EXERCISE TASK A: Set down, word for word, the whole text on solving a system of equations with an unknown constant.

DOCUMENT TEXT:
####################
Systems of equations with unknown constant

Question

How do I solve this system? It says I must row reduce it to solve it (depending on parameter $a$).

$(8−a)x_1 + 2x_2 + 3x_3 + ax_4 = 2$
$x_1 + (9−a)x_2 + 4x_3 + ax_4 = 1$
$x_1 + 2x_2 + (10−a)x_3 + ax_4 = 2$
$x_1 + 2x_2 + 3x_3 + ax_4 = 2$

I have reduced it to the form

$$\left[ \begin{array}{cccc|c} 1 & 2 & 3 & a & 2\\ 7-a & 0 & 0 & 0 & 0\\ 0 & 7-a & 1 & 0 & -1\\ 0 & 0 & 7-a & 0 & 0\\ \end{array} \right]$$

How do I proceed from here? If there were no $a$ then I would be able to put it in row reduced echelon form, but now because of the $a$ I don't know how to continue.

Answer 1

Excellent.

The second row of your matrix says that $(7-a)x_1=0$

So either $a=7$ or $x_1=0$

The fourth row of your matrix says that $(7-a)x_3=0$

So either $a=7$ or $x_3=0$

The third row says that $(7-a)x_2+x_3=-2$

If $a=7$, then $x_3=-2$

If $a \ne 7$, then you have $x_3=0$ from the fourth row, so $x_2={2 \over a-7}$

The first row says that $x_1+2x_2+2x_3+ax_4=2$

If $a \ne 7$, then $0+{4 \over a-7}+0+ax_4=2$, so $a_4=2-{4 \over a-7}$ (single solution $x_1=0$, $x_2={2 \over a-7}$, $x_3=0$, $x_4={2a-18 \over a-7}$)

If $a=7$, then $x_1+2x_2-4+7x_4=2 \Rightarrow x_1+2x_2+7x_4=6$ (infinite number of solutions)
####################
DATA:
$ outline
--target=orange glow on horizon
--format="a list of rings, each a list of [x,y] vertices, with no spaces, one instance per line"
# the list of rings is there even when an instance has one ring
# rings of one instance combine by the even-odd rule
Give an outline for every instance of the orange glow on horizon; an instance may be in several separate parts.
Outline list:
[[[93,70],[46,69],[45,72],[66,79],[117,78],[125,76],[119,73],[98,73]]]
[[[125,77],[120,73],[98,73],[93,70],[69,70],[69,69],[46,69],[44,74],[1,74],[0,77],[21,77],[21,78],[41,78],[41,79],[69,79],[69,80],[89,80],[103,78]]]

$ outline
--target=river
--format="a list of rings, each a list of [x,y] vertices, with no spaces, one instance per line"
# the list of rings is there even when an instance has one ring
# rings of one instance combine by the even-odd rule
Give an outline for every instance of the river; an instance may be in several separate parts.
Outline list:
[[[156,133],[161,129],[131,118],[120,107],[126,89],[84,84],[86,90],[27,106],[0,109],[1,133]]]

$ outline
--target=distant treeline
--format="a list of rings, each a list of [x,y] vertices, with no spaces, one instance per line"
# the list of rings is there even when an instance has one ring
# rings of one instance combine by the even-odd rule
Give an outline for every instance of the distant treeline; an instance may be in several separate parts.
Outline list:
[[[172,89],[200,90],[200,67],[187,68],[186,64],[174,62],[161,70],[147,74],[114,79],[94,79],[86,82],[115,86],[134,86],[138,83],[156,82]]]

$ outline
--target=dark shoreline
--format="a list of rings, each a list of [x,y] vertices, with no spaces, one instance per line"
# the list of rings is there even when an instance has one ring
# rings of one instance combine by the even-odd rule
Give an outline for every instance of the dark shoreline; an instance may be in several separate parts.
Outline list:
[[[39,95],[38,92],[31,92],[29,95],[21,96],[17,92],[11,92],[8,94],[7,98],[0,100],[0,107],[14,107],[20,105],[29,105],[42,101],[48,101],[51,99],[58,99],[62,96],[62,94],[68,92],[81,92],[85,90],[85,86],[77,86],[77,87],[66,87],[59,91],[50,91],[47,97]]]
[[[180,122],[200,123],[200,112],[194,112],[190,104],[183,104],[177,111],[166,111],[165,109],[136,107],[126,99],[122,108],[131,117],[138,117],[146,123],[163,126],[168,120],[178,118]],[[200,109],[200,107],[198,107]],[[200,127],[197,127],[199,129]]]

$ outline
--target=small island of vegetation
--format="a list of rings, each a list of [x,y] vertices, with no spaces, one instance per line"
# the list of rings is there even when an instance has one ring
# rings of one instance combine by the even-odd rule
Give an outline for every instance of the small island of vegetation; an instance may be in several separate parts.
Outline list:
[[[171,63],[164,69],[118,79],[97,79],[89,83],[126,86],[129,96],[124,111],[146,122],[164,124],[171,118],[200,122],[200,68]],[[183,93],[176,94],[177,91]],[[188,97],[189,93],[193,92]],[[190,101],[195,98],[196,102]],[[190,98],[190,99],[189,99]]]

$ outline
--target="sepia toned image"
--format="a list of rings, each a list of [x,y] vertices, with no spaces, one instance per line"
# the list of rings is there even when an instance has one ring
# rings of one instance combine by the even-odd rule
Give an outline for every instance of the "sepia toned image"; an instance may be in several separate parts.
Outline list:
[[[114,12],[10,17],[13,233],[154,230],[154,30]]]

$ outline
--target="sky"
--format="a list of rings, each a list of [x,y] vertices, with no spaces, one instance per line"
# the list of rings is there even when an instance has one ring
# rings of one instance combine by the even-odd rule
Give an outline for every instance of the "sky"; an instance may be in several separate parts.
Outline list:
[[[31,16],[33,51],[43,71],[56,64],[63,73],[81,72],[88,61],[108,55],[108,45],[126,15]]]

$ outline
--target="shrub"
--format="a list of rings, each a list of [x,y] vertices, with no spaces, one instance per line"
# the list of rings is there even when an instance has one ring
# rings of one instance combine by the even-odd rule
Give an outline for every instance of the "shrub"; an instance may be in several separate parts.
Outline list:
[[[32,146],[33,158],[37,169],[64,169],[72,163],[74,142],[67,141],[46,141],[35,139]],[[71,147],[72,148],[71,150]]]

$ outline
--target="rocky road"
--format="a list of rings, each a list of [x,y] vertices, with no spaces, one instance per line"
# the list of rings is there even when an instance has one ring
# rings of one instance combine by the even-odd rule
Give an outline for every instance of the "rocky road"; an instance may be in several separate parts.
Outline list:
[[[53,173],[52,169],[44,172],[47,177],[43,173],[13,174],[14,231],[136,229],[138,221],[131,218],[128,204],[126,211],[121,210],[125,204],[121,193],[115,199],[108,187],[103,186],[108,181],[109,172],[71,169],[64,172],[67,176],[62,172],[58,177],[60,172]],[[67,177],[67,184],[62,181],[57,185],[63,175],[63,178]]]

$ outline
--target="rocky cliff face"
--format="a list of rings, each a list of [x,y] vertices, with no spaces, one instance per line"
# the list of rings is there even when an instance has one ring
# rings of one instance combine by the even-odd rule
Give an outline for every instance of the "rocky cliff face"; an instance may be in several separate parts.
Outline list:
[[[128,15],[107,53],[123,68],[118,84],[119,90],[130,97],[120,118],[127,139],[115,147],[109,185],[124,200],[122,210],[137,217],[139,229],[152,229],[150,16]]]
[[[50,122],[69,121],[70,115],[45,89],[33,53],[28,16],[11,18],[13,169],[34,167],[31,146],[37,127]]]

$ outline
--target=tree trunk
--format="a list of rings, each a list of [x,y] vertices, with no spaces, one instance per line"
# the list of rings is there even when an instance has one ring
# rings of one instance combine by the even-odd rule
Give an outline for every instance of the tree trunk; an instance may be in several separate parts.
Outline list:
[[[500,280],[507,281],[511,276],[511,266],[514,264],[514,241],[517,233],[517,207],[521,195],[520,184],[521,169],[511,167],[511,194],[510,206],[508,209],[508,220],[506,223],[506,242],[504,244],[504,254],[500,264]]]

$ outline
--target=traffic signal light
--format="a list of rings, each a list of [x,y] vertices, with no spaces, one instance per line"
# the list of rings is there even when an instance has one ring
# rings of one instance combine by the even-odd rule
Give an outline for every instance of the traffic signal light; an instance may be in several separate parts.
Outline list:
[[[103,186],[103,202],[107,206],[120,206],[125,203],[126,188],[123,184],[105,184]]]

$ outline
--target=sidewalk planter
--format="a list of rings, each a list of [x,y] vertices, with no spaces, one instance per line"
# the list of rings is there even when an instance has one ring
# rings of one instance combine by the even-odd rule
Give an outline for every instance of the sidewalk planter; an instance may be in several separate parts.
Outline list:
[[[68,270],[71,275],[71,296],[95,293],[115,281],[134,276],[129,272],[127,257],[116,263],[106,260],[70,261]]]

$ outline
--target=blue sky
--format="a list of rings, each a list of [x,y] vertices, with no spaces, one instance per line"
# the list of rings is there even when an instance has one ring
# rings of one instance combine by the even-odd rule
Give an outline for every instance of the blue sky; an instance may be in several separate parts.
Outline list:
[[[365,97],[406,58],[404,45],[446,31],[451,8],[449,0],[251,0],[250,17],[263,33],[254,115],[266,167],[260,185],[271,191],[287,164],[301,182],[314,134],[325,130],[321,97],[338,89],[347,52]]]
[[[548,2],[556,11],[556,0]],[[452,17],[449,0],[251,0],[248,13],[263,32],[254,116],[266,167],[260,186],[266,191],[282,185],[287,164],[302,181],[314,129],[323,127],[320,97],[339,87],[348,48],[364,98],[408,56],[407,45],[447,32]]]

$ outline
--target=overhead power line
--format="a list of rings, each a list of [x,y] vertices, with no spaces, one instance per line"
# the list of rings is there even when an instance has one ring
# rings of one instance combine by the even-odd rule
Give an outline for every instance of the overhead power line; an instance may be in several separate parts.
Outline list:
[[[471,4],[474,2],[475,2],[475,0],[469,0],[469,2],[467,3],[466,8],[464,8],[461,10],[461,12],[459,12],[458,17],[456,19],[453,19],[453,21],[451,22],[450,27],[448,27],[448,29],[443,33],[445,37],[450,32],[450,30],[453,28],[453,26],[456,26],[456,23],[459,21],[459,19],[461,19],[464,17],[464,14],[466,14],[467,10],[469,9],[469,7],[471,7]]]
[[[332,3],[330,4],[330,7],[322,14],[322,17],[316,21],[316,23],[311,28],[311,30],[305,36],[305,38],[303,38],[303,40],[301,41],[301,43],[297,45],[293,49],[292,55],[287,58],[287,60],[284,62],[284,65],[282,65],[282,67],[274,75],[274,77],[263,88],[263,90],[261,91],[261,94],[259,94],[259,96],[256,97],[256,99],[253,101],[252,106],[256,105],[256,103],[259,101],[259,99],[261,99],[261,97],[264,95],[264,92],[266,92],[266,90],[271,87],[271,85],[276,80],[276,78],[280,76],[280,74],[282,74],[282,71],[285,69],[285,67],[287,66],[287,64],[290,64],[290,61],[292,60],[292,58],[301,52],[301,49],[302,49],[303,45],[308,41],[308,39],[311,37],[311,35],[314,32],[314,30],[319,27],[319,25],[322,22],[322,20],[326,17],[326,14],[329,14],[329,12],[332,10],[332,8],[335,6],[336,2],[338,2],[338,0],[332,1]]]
####################
EXERCISE TASK B: Count the lines of the records above that contain the string "road", treating uppercase and lowercase as different, and reply with the number alone.

WRITTEN ANSWER A:
Systems of equations with unknown constant

Question

How do I solve this system? It says I must row reduce it to solve it (depending on parameter $a$).

$(8−a)x_1 + 2x_2 + 3x_3 + ax_4 = 2$
$x_1 + (9−a)x_2 + 4x_3 + ax_4 = 1$
$x_1 + 2x_2 + (10−a)x_3 + ax_4 = 2$
$x_1 + 2x_2 + 3x_3 + ax_4 = 2$

I have reduced it to the form

$$\left[ \begin{array}{cccc|c} 1 & 2 & 3 & a & 2\\ 7-a & 0 & 0 & 0 & 0\\ 0 & 7-a & 1 & 0 & -1\\ 0 & 0 & 7-a & 0 & 0\\ \end{array} \right]$$

How do I proceed from here? If there were no $a$ then I would be able to put it in row reduced echelon form, but now because of the $a$ I don't know how to continue.

Answer 1

Excellent.

The second row of your matrix says that $(7-a)x_1=0$

So either $a=7$ or $x_1=0$

The fourth row of your matrix says that $(7-a)x_3=0$

So either $a=7$ or $x_3=0$

The third row says that $(7-a)x_2+x_3=-2$

If $a=7$, then $x_3=-2$

If $a \ne 7$, then you have $x_3=0$ from the fourth row, so $x_2={2 \over a-7}$

The first row says that $x_1+2x_2+2x_3+ax_4=2$

If $a \ne 7$, then $0+{4 \over a-7}+0+ax_4=2$, so $a_4=2-{4 \over a-7}$ (single solution $x_1=0$, $x_2={2 \over a-7}$, $x_3=0$, $x_4={2a-18 \over a-7}$)

If $a=7$, then $x_1+2x_2-4+7x_4=2 \Rightarrow x_1+2x_2+7x_4=6$ (infinite number of solutions)

WRITTEN ANSWER B: 2